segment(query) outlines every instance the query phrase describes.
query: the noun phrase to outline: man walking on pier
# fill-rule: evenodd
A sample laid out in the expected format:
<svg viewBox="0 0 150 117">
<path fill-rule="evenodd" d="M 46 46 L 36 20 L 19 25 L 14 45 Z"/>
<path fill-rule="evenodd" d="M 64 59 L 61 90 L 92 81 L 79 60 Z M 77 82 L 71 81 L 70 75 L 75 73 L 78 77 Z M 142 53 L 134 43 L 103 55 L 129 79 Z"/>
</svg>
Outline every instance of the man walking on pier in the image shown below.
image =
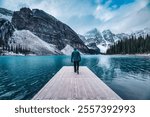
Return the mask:
<svg viewBox="0 0 150 117">
<path fill-rule="evenodd" d="M 74 51 L 71 54 L 71 62 L 74 63 L 74 72 L 77 72 L 79 74 L 79 62 L 81 61 L 81 56 L 79 51 L 74 48 Z"/>
</svg>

- [Objectif de l'exercice] Mettez à jour les lignes ci-dessus en remplaçant « man walking on pier » par « woman walking on pier », sans rien modifier d'autre. Ne reproduisez pas les images dans la réponse.

- [Résultat de la tâche]
segment(query) outlines every instance the query phrase describes.
query: the noun phrase to outline: woman walking on pier
# fill-rule: evenodd
A sample laid out in the expected format:
<svg viewBox="0 0 150 117">
<path fill-rule="evenodd" d="M 46 46 L 36 20 L 19 25 L 14 45 Z"/>
<path fill-rule="evenodd" d="M 64 59 L 61 90 L 92 81 L 79 60 Z M 77 82 L 71 81 L 70 75 L 75 73 L 78 77 Z M 142 53 L 134 43 L 103 55 L 129 79 Z"/>
</svg>
Outline every instance of the woman walking on pier in the image shown below.
image =
Return the mask:
<svg viewBox="0 0 150 117">
<path fill-rule="evenodd" d="M 74 51 L 71 54 L 71 62 L 74 63 L 74 72 L 77 72 L 79 74 L 79 62 L 81 61 L 81 56 L 79 51 L 74 48 Z"/>
</svg>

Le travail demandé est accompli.